C’est reparti pour une nouvelle saison. Le championnat national de football de première division, dit championnat d’élite, le 44e du genre, a ouvert ses portes le 8 février à Bamenda. Ses quatre premières journées sont dominées par un nouveau venu en première division, Pwd de Bamenda qui n’a pas encore concédé le moindre point à ses adversaires.
Canon de Yaoundé, le champion en titre, végète à la queue du classement et a dû attendre la quatrième journée disputée dimanche dernier pour marquer son premier but et enregistrer ses premiers points. Au même stade l’année dernière, c’est un autre promu, Bamboutos de Mbouda qui dominait la compétition, au point de remporter la phase aller et de n’être rattrapé qu’à trois journées de la fin du championnat.
Ainsi se présente la compétition phare du football au Cameroun, sans tête ni queue. Une élite sans hiérarchie, un championnat sans patron. Dans des championnats européens qui font rêver nombre de Camerounais comme le Calcio italien, la Liga espagnole, la Premiership anglaise ou même la Ligue1 française, la consistance de la compétition repose sur quatre ou cinq cadors qui tirent tous les autres clubs vers le haut. Au Cameroun, les cadors que furent des clubs de tradition comme le Canon et le Tonnerre de Yaoundé, l’Union de Douala ou le Racing de Bafoussam, ne sont plus que l’ombre d’eux-mêmes. Coton sports de Garoua peut alors passer pour le patron par défaut du championnat, au vu de la constance de ses résultats. Depuis une décennie – voire plus – que le nivellement se fait par le bas, n’importe quel club peut être champion et n’importe quel club peut remporter la coupe. Tant mieux, pourrait-on dire, si le championnat est constitué de plusieurs clubs de valeur qui peuvent monter chacun sur le podium. Le problème c’est que ce n’est pas le cas. On est en face d’équipes qui ne sont ni structurées, ni professionnelles. Il y a trois ans, Sable de Batié, équipe de district, a remporté le championnat, en ayant son siège à Batié, mais en jouant à Bafoussam, avec des joueurs et des dirigeants résidant pour l’essentiel à Douala.
Nombre de clubs de ce championnat sont façonnés par leurs dirigeants pour atteindre à court terme des objectifs qui ne sont pas toujours sportifs. Aucun d’eux ne peut enchaîner deux bons champions de suite, ni un bon championnat et une bonne coupe d’Afrique. En dehors de l’exploit l’année dernière du Tonnerre de Yaoundé qui a réussi tout à fait exceptionnellement à se hisser jusqu’en finale de la Coupe de la Caf, l’absence ou le silence des clubs camerounais sur la scène africaine est la meilleure illustration de la fragilité et de la faiblesse du championnat camerounais. Qu’on en juge, en 1995, Aigle de Nkongsamba, le champion du Cameroun avait été sorti des 8e de finale de la ligue africaine des champions par Express d’Ouganda. Un an plus tard, Racing de Bafoussam ne faisait pas le poids en 16e de finale devant Fantastique FC du Burundi. En 1997, c’est Unisport de Bafang qui s’inclinait en 8e de finale face à Ferroviaro du Mozambique, … Des adversaires d’autant moins redoutables que personne n’en avait jamais entendu parler avant.

— SÉRIE D'EXERCICES —
[1] Répondez à ces questions sur l'extrait consacré au championnat camerounais de football.
(a) Dans quelle ville et à quelle date le championnat s'est-il ouvert ?
(b) Quelle équipe de district a remporté le championnat il y a trois ans ?
(c) Quel club a éliminé Aigle de Nkongsamba en 1995 ?
[2] Prolongez l'extrait consacré au championnat camerounais de football en reprenant juste après sa dernière phrase.

[Entrées d'annotation par coordonnées]
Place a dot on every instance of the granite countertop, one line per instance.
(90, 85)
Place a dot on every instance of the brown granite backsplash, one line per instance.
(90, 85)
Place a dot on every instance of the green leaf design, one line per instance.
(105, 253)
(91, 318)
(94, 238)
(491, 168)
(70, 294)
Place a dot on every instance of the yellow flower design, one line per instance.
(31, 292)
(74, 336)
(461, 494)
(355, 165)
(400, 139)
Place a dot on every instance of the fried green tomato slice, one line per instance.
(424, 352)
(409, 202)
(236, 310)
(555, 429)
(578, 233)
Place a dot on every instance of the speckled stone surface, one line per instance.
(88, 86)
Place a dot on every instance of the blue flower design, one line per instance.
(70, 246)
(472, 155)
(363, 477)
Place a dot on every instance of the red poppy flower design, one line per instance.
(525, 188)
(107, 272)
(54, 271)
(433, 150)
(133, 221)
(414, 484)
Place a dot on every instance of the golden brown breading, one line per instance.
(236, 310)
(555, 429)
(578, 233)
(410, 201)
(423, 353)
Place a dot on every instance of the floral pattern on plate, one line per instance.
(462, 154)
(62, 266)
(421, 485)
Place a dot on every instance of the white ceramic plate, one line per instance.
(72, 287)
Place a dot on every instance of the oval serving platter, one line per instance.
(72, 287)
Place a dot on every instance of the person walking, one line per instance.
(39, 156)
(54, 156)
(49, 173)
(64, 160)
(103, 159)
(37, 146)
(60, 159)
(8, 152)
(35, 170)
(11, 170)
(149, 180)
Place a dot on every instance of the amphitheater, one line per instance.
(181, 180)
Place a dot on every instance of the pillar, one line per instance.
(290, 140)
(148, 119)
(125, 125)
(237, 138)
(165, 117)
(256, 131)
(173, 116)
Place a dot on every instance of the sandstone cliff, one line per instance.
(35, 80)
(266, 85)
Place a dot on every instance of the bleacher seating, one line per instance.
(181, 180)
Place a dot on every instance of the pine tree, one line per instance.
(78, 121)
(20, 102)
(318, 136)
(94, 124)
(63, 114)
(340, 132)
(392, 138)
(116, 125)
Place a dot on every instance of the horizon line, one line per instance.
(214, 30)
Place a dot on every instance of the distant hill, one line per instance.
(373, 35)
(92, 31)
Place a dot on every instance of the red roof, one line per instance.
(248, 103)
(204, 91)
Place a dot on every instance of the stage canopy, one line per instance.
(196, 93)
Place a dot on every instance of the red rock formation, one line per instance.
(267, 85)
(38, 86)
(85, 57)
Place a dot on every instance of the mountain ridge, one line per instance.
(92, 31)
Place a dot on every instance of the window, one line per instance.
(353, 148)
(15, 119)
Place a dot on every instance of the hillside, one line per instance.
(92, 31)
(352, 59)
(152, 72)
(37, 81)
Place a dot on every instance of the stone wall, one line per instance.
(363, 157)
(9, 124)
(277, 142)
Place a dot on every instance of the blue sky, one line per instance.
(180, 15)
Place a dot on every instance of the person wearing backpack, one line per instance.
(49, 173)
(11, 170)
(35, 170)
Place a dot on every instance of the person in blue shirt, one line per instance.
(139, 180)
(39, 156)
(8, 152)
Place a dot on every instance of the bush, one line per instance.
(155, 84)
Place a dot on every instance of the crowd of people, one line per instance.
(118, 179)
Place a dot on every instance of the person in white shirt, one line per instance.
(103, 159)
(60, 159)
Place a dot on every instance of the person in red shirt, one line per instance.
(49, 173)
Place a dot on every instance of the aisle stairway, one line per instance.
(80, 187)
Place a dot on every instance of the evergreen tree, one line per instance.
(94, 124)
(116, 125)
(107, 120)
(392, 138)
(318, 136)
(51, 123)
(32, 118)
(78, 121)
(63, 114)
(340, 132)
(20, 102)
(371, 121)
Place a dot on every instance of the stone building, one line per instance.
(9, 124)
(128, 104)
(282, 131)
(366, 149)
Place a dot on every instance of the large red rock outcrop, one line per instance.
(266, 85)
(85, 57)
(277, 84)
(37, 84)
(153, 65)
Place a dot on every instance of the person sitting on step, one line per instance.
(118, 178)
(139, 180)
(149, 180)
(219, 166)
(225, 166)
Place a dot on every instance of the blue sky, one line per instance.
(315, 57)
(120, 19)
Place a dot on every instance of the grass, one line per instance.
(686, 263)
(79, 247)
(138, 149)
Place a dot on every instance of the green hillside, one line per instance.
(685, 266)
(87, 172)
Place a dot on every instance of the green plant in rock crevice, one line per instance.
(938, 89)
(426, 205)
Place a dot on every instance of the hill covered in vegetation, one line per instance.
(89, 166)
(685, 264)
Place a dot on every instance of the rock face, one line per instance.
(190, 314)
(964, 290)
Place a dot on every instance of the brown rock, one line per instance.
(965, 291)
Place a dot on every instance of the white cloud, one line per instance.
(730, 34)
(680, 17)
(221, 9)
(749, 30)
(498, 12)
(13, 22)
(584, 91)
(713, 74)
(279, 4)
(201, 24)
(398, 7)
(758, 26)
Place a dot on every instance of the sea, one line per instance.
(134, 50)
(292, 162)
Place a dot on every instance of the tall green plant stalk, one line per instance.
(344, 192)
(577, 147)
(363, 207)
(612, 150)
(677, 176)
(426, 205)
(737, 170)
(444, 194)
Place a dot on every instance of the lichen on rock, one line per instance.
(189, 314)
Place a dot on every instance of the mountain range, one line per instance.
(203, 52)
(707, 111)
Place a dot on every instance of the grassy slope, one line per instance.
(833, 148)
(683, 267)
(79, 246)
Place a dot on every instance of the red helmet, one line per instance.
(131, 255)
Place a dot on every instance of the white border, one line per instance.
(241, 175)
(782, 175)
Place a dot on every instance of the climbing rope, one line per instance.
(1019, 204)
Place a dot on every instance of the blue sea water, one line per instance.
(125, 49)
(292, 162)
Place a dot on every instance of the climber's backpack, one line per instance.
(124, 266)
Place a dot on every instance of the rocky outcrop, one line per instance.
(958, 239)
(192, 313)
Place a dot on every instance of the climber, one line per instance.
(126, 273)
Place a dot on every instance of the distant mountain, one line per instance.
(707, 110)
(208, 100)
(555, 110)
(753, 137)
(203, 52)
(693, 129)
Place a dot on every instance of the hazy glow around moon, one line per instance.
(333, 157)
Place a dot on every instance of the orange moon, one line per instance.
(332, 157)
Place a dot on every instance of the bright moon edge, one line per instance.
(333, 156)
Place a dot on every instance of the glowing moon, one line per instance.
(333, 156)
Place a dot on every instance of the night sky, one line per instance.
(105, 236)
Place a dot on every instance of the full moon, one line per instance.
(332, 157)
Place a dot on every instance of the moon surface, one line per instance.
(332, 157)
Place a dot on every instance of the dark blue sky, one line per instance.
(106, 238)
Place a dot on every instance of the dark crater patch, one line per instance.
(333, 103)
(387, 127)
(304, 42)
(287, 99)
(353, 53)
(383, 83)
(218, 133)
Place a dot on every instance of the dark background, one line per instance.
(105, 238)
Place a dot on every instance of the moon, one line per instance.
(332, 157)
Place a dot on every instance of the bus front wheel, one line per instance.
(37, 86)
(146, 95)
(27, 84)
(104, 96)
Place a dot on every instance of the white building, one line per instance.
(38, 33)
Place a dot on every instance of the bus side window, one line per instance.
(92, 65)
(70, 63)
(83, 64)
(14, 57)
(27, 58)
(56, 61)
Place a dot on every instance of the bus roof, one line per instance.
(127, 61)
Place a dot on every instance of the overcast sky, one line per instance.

— RÉPONSES PAR EXERCICE —
[1]
(a) Le championnat s'est ouvert le 8 février à Bamenda.
(b) C'est Sable de Batié qui a remporté le championnat.
(c) Aigle de Nkongsamba a été éliminé par Express d'Ouganda.

[2]
Les acteurs comme l’ancien international Bonaventure Djonkep, aujourd’hui entraîneur de Coton sports de Garoua sont les premiers à le reconnaître, “le Cameroun organise un championnat très peu compétitif et même sans saveur”. Le problème n°1 de cette compétition, c’est son organisation. Voici donc un championnat flou flou flou, qui réussit l’exploit de se jouer sans un calendrier connu d’avance. On ne sait pas quand il commence, on ne peut pas prévoir quand il s’achèvera. Avec cette 44e édition, la Fédération camerounaise de football (Fecafoot) a fait un gros effort dans la programmation. La phase aller ouverte le 8 février devrait s’achever le 25 mai et la phase retour s’étalerait du 8 juin au 5 octobre; tandis que la finale de la Coupe du Cameroun pourrait se jouer entre le 7, le 14 et le 28 novembre, pour permettre le démarrage d’une nouvelle saison en janvier 2004. Encore faudra-t-il tenir les délais.
On savait déjà que le football camerounais faisait face à un grave problème d’infrastructures, avec le 44e championnat de première division, on voit désormais prospérer des clubs sans domicile fixe. Depuis le début de la compétition, le quart des équipes est appelé à jouer loin de ses bases. Fovu de Baham évolue à Mbouda, à une cinquantaine de kilomètres de son siège. Sable de Batié est toujours à Bafoussam. Suspendu pour 10 matches dans son stade de Mbouda, Bamboutos reçoit ses adversaires tantôt à Douala, tantôt à Buea, tout comme le Canon, suspendu pour cinq matches au stade Ahmadou Ahidjo, est subitement devenu un club de Douala. Comment des équipes peuvent-elles accepter de jouer aussi loin de leur public et espérer faire des résultats? Ont-elles seulement encore un public? Pour nombre d’entre elles, le championnat s’assimile moins à une compétition, qu’à un lieu d’entraînement de jeunes joueurs qu’on espère vendre à des clubs européens.
H.F.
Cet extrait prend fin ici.